• _Problema A_:
Responda com base no texto sobre a Lagoa da Conceição:
(i) Quais sinais de poluição ainda podem ser vistos quase diariamente na Lagoa?
(ii) Em que data o grupo Ecoando Sustentabilidade divulgou suas propostas ao público em nota técnica?
(iii) Qual é o nome do sistema em que o efluente passa por plantas aquáticas e é filtrado pelas raízes?
• _Problema B_:
Escreva a continuação do texto sobre a Lagoa da Conceição, começando logo após a última frase apresentada.

• _Trecho do documento_:

● ● ●

A eutrofização causada pelos elementos presentes nos efluentes também ameaça a Lagoa da Conceição. As testagens da água da Lagoa em 2021 após o despejo de efluente causado pelo rompimento, feitas pelo grupo de pesquisadores, apontam que este processo aconteceu no local e até hoje o ambiente vem se recuperando sozinho, pois não foi tomada nenhuma medida para a sua recuperação. De acordo com o professor, o histórico de lançamento de esgoto na Lagoa da Conceição, em conjunto com o derramamento de efluente pelo rompimento, faz com que o ecossistema esteja “muito próximo do abismo”. Esse abismo é a Lagoa ficar tão poluída que vire uma zona morta, prejudicando toda a população do entorno, o meio ambiente e inviabilizando a pesca e o turismo. A mancha marrom, o cheiro de podre e a espuma branca que sai da água com o vento indicam a poluição e podem ser vistos ainda hoje, quase diariamente no local. Para Paulo Horta, deve haver uma recuperação da Lagoa e para isso precisa de “muito investimento e vontade pública”.
O grupo Ecoando Sustentabilidade propôs um conjunto de ações em reuniões com a Casan. Essas propostas também foram divulgadas ao público, em nota técnica de 08 de março de 2021. As ações envolvem a recuperação da Lagoa da Conceição e um novo sistema de disposição do efluente que hoje é feito na lagoa artificial. Para recuperação propõe-se o plantio e manejo de plantas marinhas no banco de areia formado pela enxurrada de efluente, onde os moradores também defendem a instalação do memorial. Eles propõem ainda a instalação de balsas de cultivo e tapetes de algas em diversos pontos da Lagoa da Conceição. Todas essas ações envolvem a remoção de nutrientes e toxinas e a inserção de oxigênio na água, melhorando a qualidade do ambiente a partir do uso de plantas. Para finalizar o tratamento do efluente, a proposta dos pesquisadores é a instalação de um sistema em que o efluente passa de forma corrente por plantas aquáticas, sendo filtrado pelas raízes, que retiram os nutrientes como o fósforo e o nitrogênio da água. Esse tipo de sistema é chamado de wetland. O grupo defende que essas soluções, baseadas na natureza, são baratas, eficientes e devem envolver a população.

● ● ●

• _Dados fornecidos_:
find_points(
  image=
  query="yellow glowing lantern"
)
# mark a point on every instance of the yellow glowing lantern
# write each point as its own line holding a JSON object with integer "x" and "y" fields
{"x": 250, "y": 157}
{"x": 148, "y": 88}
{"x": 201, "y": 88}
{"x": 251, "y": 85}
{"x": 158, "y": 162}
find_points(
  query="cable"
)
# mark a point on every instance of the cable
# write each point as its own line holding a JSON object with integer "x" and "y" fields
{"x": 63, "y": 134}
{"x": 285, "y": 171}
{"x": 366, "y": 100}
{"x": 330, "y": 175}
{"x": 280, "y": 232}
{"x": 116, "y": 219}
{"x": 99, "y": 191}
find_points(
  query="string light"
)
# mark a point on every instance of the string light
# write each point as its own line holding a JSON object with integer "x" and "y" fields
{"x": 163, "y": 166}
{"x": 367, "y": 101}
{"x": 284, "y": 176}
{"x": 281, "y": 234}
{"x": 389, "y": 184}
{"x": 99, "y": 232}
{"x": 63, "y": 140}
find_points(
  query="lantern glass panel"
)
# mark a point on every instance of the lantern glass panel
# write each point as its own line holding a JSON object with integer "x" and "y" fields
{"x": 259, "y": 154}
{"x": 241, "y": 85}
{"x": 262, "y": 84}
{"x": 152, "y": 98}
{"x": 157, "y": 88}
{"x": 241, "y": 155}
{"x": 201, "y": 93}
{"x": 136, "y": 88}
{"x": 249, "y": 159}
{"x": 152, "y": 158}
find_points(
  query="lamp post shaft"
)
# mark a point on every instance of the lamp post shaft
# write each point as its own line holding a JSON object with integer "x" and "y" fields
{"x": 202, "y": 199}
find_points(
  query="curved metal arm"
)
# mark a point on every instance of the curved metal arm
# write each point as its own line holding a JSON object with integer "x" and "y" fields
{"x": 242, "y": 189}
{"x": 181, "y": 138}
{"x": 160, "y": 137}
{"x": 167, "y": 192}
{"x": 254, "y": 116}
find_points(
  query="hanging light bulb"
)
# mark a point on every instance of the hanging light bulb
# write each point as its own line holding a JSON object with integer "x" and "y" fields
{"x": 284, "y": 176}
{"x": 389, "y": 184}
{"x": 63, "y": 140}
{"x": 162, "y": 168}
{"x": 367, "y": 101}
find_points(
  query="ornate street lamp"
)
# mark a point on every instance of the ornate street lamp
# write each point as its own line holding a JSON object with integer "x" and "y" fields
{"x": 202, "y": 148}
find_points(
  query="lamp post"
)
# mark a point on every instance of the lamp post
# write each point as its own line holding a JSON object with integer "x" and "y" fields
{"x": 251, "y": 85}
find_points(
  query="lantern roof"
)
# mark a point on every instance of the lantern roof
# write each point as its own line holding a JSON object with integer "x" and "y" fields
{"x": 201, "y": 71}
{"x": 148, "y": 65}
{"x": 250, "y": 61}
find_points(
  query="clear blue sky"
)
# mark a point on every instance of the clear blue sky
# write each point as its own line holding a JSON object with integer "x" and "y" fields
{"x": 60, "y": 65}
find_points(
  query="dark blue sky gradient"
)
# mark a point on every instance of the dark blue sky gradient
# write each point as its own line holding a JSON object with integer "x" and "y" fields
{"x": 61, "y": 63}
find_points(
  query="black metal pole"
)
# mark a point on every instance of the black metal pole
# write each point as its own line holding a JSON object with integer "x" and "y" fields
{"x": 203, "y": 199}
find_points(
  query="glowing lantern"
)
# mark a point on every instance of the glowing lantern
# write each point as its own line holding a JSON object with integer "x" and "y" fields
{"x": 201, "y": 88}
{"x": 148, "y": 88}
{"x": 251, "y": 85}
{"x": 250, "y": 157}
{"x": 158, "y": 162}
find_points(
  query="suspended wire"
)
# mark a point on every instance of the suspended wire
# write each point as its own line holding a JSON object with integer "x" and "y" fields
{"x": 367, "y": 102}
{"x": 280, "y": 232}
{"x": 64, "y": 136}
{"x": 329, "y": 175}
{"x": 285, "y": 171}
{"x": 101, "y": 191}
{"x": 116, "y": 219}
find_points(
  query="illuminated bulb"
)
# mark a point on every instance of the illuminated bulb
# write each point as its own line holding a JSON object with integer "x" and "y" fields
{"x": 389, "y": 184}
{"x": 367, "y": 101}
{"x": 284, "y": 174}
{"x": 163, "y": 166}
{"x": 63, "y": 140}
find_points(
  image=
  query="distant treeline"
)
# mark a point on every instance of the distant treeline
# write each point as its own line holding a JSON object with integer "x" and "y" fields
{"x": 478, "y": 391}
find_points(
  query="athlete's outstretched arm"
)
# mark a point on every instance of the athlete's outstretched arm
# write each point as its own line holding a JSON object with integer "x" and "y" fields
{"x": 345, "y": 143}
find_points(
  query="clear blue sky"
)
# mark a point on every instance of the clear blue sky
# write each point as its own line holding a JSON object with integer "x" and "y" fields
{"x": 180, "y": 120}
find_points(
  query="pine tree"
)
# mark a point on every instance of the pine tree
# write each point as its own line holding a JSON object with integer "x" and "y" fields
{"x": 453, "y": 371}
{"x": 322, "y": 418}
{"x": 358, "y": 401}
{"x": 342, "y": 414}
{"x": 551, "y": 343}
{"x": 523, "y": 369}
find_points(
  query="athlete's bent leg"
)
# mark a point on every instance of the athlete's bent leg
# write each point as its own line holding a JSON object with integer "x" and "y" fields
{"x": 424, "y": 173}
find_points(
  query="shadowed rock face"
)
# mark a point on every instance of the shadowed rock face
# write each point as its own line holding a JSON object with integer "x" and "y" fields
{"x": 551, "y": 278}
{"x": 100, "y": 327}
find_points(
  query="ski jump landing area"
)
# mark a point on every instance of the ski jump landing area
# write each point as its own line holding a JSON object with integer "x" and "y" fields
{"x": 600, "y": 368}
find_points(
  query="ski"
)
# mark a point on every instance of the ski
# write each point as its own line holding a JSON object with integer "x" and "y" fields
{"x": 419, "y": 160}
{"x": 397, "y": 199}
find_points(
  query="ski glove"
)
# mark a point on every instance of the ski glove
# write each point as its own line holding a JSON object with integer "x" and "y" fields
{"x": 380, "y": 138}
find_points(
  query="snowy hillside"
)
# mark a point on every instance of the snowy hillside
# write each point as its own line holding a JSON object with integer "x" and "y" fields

● ● ●

• _Resposta A_:
(i) A mancha marrom, o cheiro de podre e a espuma branca que sai da água com o vento.
(ii) Em 08 de março de 2021.
(iii) Wetland.

• _Resposta B_:
Até o momento nenhuma dessas ações foram tomadas, nem para recuperar a Lagoa da Conceição nem para melhorar a qualidade do efluente. A proposta da Casan é manter o sistema atual e no futuro destinar o efluente no oceano. O que hoje é lançado nas dunas seria direcionado por um emissário submarino no sul da ilha. Esse projeto está em fase de licenciamento ambiental, porém a Companhia afirmou não ter um prazo para essa destinação.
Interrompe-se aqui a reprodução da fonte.